[START TEXT BLOCK]

Greek Version            
Language Technology

The EUROMAP Project

Events

Press Release

  Logonavigation

  NEWS

  Contact

  Registration

  Links

 

 


The power of voice

The telephone is the most popular medium of communication, but not only between humans. Voice technologies allow us to… "replace" the transmitter or the receiver with automatic systems in providing services, information or even entertainment.

By Nick Makrymanolakis, journalist, nmakry at freemail.gr

Lets consider the following hypothetical but extremely realistic scenario: An educational company is advertised on the evening prime time zone, presenting its new educational programs. Those who see the advertisement and try to call the company immediately will get disappointed, because the company's call center operates only during morning hours. The next morning the company will receive calls, but only from those who retained its telephone number, still remember the advertisement, and manage to reach an agent from the company's call center.
The company of our example could have been contacted by considerably more prospective customers, without having agents at its call center 24 hours a day. With the use of appropriate applications and voice technologies, such as voice recognition or even speech synthesis, the company could operate an automatic call center, communicating with customers all day, without losing a single call. All these are translated as benefits for the company, direct and indirect, improving its image to the customers.

Voice: A real opportunity for information provision

Nowadays, we all need information. There is plenty of information on computer networks and primarily on the Internet. However, it may be quite difficult to be in front of a computer at the exact time we need some information. And although information may be provided via telephone to everyone at anytime, having human agents to dispatch it costs a lot.
The evolution of technology allows, to a large extent, for the automation of verbal communication. Thus, the user asks for the information he/she wants, using his/her voice, but at the other end of the line there isn't always a human being, since an automatic system has the ability to reply.

All these functions make up the Interactive Voice Response (IVR) systems, which exploit technologies such as voice recognition, speech synthesis or composition of prerecorded messages along with speech synthesis.

There are multiple benefits for the companies using such systems, not to mention the high Return On Investment (ROI). Indicatively, with a modern IVR system a company achieves:

* Provision of support or information to its customers on a 24x7 basis.

[END TEXT BLOCK]

TASKS ▸
1 – In the voice technology article, what is the full name of the systems abbreviated as IVR?
2 – According to the voice technology article, why do the people who call the educational company right after its evening advertisement end up disappointed?
3 – Pick up the voice technology article right after its last line and write what comes next.
The records aren't needed for any of this.

[START DATASET CONTENT]

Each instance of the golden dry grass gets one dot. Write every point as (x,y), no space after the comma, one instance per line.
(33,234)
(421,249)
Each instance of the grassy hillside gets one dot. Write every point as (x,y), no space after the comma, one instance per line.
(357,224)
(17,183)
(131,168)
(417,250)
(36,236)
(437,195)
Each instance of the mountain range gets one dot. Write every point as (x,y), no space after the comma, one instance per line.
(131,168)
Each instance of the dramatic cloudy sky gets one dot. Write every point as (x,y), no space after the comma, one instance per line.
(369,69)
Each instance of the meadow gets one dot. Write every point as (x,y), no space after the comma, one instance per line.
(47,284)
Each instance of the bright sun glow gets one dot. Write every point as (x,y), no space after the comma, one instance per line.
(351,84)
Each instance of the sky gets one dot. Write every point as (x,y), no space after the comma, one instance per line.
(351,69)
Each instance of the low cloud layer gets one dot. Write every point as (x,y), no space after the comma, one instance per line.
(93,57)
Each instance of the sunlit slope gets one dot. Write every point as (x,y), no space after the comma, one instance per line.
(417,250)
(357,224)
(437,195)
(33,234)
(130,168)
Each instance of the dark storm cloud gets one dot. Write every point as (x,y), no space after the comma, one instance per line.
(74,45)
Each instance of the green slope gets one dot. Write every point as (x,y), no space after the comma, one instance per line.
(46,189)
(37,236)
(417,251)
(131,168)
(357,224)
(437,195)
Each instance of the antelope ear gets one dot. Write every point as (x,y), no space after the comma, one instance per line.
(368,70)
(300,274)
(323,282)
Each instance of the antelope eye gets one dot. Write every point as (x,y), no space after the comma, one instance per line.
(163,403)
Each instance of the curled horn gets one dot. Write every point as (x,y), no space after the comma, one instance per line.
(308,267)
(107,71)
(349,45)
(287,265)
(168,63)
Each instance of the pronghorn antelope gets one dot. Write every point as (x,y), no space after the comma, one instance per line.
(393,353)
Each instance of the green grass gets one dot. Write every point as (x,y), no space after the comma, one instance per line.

[END DATASET CONTENT]

RESULTS ▸
1 – Interactive Voice Response systems.

2 – They are disappointed because the company's call center operates only during morning hours, so nobody answers their evening calls.

3 –
* Diminished call center cost, since a significant number of calls are handled by the automatic system and not by humans.
* New communication channels with its customers.

Besides, we shouldn't forget, that voice is the most natural, expedient and fast medium of communication. No special dexterities are required to receive verbal information, in opposition to the use of computers, which requires specific skills. Today, products and applications are not judged only by their functionality, but also by their user-friendliness. In this respect, voice has undeniably a big advantage…


It is, indeed, easy

Voice technology applications are mature enough to allow for the fast development of automatic information systems. During the recent national elections in October 2002 in Greece, the information system provided by DELTA-Singular allowed citizens to call a premium charge phone number, declaring verbally the Prefecture or the Municipality they're interested in and get an immediate answer with the current result. The whole system was set up in a short period of time, with the assistance of Dienekis Informatics.

Mr. Nikolaos Skouras, Business Services Director in the Services Outsourcing Division of DELTA-Singular says that between the two voice recognition systems from Nuance and Philips available for the Greek language, they selected the first, because it handled voice via telephone better. From the three speech synthesis systems available in the Greek market, they selected the system "Aesop" from Aristotelian University of Thessalonica, because Dienekis Informatics was already familiar with that. The system operated at the elections as a pilot installation. According to Mr. Skouras: "DELTA-Singular will use this specific know-how for developing other applications for information provision on credit cards' limits etc."

Since each project is constituted by independent applications, a different application can be used in each installation . For example, the available speech synthesis tools in Greek, beyond "Aesop", are the "Ekfonitis" text-to-speech tool by the Institute for Language and Speech Processing (ILSP / R.C. "Athena") and "Demosthenes" by the University of Athens. These programs are under continuous development in order for the speech quality to be closer to human. Mr. Skouras pointed out the efforts that they put in order to improve "Aesop" in certain idiomatic instances of the Greek language, while the newer version of the program, offering female voice as well, is expected to sound even more natural.

The advantages of female voice in speech synthesis were also pointed out by Dr. Stelios Bakamidis, Head of ILSP / R.C. "Athena"'s Speech Technology Department, who presented the female voice in the latest version of "Ekfonitis". The tool is available on the market on a CD-ROM, so it is easy for anyone to test its quality speech capabilities. Those who have followed its development will observe how much it has been improving from version to version, allowing the fast development of quality applications.

"Open sesame"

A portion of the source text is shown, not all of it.